Segmentation mask data
++++++++++++++++++++
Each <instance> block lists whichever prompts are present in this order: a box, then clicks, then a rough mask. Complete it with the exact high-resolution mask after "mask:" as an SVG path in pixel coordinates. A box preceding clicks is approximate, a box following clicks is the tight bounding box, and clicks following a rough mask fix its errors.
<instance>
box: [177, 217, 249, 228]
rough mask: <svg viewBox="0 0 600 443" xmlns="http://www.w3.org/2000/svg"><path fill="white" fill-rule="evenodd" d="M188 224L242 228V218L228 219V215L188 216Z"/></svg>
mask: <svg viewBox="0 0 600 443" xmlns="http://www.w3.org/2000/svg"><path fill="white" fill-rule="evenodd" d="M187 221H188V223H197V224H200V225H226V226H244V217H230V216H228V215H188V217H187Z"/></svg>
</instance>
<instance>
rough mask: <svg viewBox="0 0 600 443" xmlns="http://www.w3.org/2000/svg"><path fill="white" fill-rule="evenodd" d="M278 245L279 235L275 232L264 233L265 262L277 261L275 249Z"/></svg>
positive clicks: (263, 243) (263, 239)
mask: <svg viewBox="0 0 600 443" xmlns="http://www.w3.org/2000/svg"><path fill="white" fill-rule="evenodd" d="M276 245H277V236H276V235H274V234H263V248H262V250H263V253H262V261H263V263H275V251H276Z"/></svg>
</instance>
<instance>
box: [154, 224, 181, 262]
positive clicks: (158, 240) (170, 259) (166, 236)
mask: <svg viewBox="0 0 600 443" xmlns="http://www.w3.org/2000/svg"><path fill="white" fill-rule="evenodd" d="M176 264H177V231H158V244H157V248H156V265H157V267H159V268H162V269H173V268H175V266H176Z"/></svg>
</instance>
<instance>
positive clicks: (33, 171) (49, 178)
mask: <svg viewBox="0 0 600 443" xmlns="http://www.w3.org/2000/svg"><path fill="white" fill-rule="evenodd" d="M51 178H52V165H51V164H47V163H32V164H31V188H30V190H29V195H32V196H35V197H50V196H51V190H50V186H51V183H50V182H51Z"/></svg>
++++++++++++++++++++
Repeat all of the data exactly.

(Exercise result)
Each <instance> block lists whichever prompts are present in this order: a box, then clicks, then a rough mask. Complete it with the exact high-resolution mask after "mask:" as an SVG path in pixel coordinates. A box preceding clicks is approximate, a box following clicks is the tight bounding box, and clicks following a rough mask fix its errors.
<instance>
box: [177, 217, 249, 228]
rough mask: <svg viewBox="0 0 600 443" xmlns="http://www.w3.org/2000/svg"><path fill="white" fill-rule="evenodd" d="M188 224L242 228V218L228 219V215L188 216Z"/></svg>
mask: <svg viewBox="0 0 600 443" xmlns="http://www.w3.org/2000/svg"><path fill="white" fill-rule="evenodd" d="M187 221H188V223H197V224H200V225H226V226H244V217H230V216H228V215H188V217H187Z"/></svg>
</instance>
<instance>
rough mask: <svg viewBox="0 0 600 443" xmlns="http://www.w3.org/2000/svg"><path fill="white" fill-rule="evenodd" d="M278 245L279 235L275 232L264 233L265 262L277 261L275 249Z"/></svg>
positive clicks: (263, 243) (263, 239)
mask: <svg viewBox="0 0 600 443" xmlns="http://www.w3.org/2000/svg"><path fill="white" fill-rule="evenodd" d="M276 245H277V236H276V235H274V234H263V248H262V250H263V253H262V261H263V263H275V251H276Z"/></svg>
</instance>
<instance>
box: [154, 224, 181, 262]
positive clicks: (158, 240) (170, 259) (166, 236)
mask: <svg viewBox="0 0 600 443" xmlns="http://www.w3.org/2000/svg"><path fill="white" fill-rule="evenodd" d="M176 264H177V231H158V244H157V248H156V265H157V267H159V268H162V269H173V268H175V266H176Z"/></svg>
</instance>
<instance>
positive clicks: (33, 171) (49, 178)
mask: <svg viewBox="0 0 600 443" xmlns="http://www.w3.org/2000/svg"><path fill="white" fill-rule="evenodd" d="M51 178H52V165H51V164H47V163H32V164H31V188H30V190H29V195H32V196H35V197H50V196H51V190H50V186H51V183H50V182H51Z"/></svg>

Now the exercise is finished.